* _GOAL OF THE EXERCISE_
Copy the passage on communication and language skills, starting with "COOPERATIVE PRINCIPLE makes" and going on through "the discourse requires.", substituting "honest" for "truthful".

* _TEXT SHOWN_
COOPERATIVE PRINCIPLE makes it possible for us to have meaningful communication. It consists of the following four conversational principles originally formulated by the British philosopher H. P. Grice who said that we should be communicative, relevant, brief, and truthful.

The Gricean maxims: 

-QUANTITY:  Say neither more nor less than the discourse requires.

-RELEVANCE: Be relevant.

-MANNER: Be brief and orderly; avoid ambiguity and obscurity.

-QUALITY: Do not lie; do not make unsupported claims.

You are most probably familiar with the concepts of BICS and CALP, formulated by Jim Cummins in1979. BICS, Basic Interpersonal Communication Skills are language skills and functions that make it possible for students to communicate in everyday social contexts. Cummins considers BICS context-embedded since the participants provide clues to each other, and the situation itself provides a lot of clues for understanding. BICS are conversational skills students need to communicate with each other and with their families.

However, the language needed for school and the completion of academic tasks is much more complicated. CALP, Cognitive Academic Language Proficiency, requires more abstract and de-contextualized language. In order to understand the meaning, students have to rely primarily on language. For Cummins, CALP, in its essence, is context reduced, ad that is one of the things that makes it hard. CALP is developed mostly at school, and its growth depends on teachers’ assistance. Without CALP, students are not able to attain in-depth knowledge of academic subjects. CALP requires critical thinking, particularly the three top-most levels of Bloom’s taxonomy – analyzing, evaluating, and creating.

It is assumed that it takes about two years to attain BICS, while five to seven years are needed for CALP to develop.

Grammatical competence refers to sentence-level grammatical forms and the ability to recognize and use language’s lexical, morphological, syntactic, and phonological elements. Learners display grammatical competence not by explaining a grammar rule but using the language correctly.

Discourse competence is not concerned with single words or phrases but with connected language utterances or written text, with language as a whole. When comprehending a text, two closely-related processes are at work: top-down – understanding the theme or the purpose helps in understanding individual words or phrases, and bottom-up – identification of isolated words and sounds, which contributes to the interpretation of the whole.

Sociolinguistic competence requires an understanding of the social context in which language is used, the roles of the participants, the information they share, and the function of the interaction.

Strategic competence incorporates strategies learners use in unfamiliar contexts to overcome their limited language skills.

* _RECORDED INFORMATION_
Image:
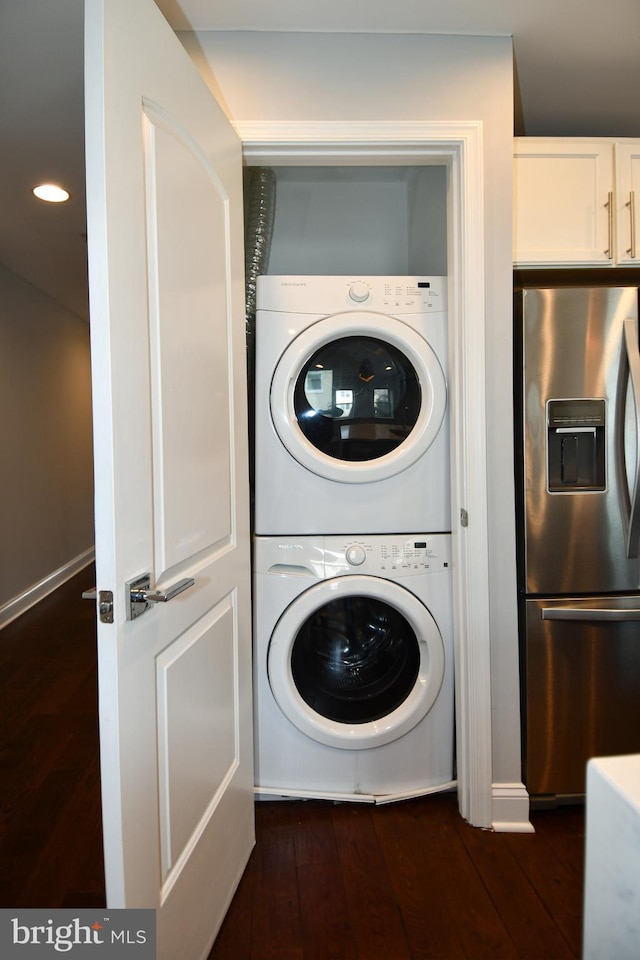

* _SOLUTION TO THE PROBLEM_
COOPERATIVE PRINCIPLE makes it possible for us to have meaningful communication. It consists of the following four conversational principles originally formulated by the British philosopher H. P. Grice who said that we should be communicative, relevant, brief, and honest.

The Gricean maxims: 

-QUANTITY:  Say neither more nor less than the discourse requires.